Task directions » Return only this: the line with "of the finger." and all the lines that follow it below, through the final one, exactly as they are.

---------- Task input

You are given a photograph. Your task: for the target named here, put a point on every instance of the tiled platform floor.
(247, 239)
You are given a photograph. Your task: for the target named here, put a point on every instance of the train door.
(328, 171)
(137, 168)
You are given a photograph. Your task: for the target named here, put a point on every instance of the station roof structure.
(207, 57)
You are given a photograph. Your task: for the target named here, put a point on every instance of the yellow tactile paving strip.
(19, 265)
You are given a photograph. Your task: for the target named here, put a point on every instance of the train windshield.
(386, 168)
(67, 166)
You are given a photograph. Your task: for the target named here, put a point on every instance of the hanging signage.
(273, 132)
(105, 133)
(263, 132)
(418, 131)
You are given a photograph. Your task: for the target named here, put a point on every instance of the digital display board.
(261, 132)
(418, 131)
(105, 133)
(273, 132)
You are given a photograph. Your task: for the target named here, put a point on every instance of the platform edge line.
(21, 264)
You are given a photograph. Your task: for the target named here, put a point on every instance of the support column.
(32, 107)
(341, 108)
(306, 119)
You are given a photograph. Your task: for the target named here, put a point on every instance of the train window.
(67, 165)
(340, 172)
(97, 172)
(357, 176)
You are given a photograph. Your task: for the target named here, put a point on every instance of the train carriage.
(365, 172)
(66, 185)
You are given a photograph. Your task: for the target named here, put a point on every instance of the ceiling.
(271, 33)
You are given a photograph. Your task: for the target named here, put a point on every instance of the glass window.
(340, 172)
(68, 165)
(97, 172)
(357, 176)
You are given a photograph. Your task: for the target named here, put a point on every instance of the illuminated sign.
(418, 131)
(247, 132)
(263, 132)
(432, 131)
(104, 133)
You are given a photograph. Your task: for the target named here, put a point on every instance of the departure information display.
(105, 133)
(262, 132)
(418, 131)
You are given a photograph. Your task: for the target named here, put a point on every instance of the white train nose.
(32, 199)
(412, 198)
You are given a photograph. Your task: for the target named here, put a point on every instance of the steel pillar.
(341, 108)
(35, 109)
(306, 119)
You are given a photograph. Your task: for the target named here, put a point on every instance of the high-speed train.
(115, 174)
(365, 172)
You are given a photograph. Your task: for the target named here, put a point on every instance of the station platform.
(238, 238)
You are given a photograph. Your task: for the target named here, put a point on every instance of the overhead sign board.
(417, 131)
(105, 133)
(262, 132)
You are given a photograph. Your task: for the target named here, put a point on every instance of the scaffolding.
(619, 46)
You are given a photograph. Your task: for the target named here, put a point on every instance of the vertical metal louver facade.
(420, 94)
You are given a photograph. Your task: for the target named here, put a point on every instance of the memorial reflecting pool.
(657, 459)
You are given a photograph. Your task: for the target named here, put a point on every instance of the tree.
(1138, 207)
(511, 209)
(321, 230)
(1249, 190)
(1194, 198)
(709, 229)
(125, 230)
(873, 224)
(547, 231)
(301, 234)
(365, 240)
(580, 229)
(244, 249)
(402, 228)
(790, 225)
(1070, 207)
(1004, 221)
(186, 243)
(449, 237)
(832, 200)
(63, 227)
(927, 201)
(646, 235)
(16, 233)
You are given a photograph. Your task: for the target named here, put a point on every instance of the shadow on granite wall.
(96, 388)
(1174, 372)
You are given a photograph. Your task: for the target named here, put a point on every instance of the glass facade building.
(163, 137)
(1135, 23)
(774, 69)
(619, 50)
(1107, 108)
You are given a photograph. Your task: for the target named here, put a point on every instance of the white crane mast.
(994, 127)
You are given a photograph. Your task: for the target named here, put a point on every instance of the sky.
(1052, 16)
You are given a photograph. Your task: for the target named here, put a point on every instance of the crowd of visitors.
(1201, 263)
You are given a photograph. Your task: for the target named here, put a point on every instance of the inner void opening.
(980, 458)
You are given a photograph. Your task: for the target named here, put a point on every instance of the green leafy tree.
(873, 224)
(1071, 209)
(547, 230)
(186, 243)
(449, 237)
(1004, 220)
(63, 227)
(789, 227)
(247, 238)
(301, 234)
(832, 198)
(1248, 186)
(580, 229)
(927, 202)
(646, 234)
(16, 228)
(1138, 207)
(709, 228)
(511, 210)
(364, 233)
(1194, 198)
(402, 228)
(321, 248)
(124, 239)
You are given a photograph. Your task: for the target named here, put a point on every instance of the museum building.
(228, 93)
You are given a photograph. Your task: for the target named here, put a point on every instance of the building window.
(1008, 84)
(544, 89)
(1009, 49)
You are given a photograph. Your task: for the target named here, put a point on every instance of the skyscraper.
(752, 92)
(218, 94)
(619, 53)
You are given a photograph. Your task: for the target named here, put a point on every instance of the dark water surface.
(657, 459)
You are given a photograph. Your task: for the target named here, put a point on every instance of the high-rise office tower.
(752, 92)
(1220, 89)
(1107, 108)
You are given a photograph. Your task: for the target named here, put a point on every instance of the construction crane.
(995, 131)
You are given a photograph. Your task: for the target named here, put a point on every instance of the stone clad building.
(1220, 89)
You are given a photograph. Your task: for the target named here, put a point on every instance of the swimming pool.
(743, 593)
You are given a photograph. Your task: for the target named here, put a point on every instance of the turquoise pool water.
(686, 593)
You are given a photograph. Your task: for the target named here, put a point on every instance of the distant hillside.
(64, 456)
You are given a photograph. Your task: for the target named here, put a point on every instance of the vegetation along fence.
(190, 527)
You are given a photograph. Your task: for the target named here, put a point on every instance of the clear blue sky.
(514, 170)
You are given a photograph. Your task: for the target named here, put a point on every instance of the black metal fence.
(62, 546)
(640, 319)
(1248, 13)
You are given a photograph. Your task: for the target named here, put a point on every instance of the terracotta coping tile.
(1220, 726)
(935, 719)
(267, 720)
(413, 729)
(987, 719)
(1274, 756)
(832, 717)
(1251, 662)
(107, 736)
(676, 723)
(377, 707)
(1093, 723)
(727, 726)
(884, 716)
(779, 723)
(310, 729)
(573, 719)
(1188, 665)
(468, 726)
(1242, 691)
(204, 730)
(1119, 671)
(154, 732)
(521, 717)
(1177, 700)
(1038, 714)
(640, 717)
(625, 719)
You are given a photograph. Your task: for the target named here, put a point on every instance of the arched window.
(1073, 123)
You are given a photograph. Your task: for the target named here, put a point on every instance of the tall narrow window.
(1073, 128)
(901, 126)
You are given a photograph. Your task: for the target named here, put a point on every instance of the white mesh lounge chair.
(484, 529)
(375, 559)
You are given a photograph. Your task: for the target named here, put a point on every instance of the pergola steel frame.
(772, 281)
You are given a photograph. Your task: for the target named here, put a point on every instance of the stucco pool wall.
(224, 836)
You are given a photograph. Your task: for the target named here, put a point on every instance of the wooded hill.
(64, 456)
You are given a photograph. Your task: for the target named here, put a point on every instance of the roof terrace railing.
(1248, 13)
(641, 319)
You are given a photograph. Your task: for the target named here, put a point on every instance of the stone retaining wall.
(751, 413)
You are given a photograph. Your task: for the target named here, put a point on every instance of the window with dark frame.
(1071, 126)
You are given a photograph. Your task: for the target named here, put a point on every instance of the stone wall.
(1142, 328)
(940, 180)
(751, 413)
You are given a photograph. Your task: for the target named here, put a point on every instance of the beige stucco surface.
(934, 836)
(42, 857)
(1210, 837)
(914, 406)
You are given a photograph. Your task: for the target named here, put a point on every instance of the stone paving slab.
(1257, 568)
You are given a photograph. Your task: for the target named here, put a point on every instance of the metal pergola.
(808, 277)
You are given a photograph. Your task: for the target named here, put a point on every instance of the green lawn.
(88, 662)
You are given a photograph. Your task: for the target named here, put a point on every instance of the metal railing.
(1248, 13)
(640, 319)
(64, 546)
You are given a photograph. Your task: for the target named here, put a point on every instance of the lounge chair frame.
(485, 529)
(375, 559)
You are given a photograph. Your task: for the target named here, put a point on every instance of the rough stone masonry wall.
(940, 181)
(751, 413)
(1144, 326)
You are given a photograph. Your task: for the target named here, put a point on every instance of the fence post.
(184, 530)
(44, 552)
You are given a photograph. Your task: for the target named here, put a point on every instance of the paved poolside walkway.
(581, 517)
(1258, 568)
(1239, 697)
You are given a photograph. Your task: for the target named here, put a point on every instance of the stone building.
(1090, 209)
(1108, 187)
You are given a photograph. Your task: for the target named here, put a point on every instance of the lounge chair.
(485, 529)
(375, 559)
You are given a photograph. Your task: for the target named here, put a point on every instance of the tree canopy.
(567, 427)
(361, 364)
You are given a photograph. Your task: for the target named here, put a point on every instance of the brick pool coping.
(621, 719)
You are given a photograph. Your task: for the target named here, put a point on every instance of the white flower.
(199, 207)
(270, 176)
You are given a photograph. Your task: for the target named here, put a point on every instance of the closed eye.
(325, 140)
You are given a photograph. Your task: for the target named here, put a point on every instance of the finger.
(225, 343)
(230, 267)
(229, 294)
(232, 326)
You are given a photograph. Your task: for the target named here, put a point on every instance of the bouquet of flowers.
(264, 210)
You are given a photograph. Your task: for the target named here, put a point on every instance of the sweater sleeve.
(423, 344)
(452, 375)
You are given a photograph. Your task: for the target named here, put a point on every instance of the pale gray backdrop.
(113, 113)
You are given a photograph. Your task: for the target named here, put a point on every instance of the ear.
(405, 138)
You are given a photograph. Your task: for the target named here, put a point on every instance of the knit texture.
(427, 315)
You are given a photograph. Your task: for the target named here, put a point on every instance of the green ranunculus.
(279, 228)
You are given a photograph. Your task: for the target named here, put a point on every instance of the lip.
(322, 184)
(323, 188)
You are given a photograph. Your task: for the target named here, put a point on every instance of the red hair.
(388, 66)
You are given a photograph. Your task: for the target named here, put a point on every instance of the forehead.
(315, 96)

--------------------

Exercise answer »
You are given a photograph. Your task: for the target named here, put a point on every instance of the finger.
(225, 343)
(230, 267)
(229, 294)
(232, 326)
You are given a photograph. Your task: for the target named here, put a point on every instance of the bouquet of flowers.
(264, 210)
You are given a photograph. Your task: for the target named here, put a point on every instance of the sweater sleeve.
(423, 344)
(452, 375)
You are given a photograph. Your task: for the target named here, put a point on every instance of the pale gray backdrop.
(113, 113)
You are given a photograph. Your task: for the target named here, put a point on every instance of the ear.
(405, 138)
You are given a photograph. Your task: for the target named here, put a point on every instance of the knit texture.
(427, 315)
You are given a photograph. Your task: for the target named here, put a point on every instance of the green ranunculus.
(279, 228)
You are given a photograph. Your task: for the target named here, put a point on every instance of the lip.
(322, 184)
(323, 188)
You are given a photograph. Your task: for the target named here, put a point on every instance of the red hair.
(388, 66)
You are given a photograph. Your task: for the target named here, put a point on every instance of the forehead.
(315, 96)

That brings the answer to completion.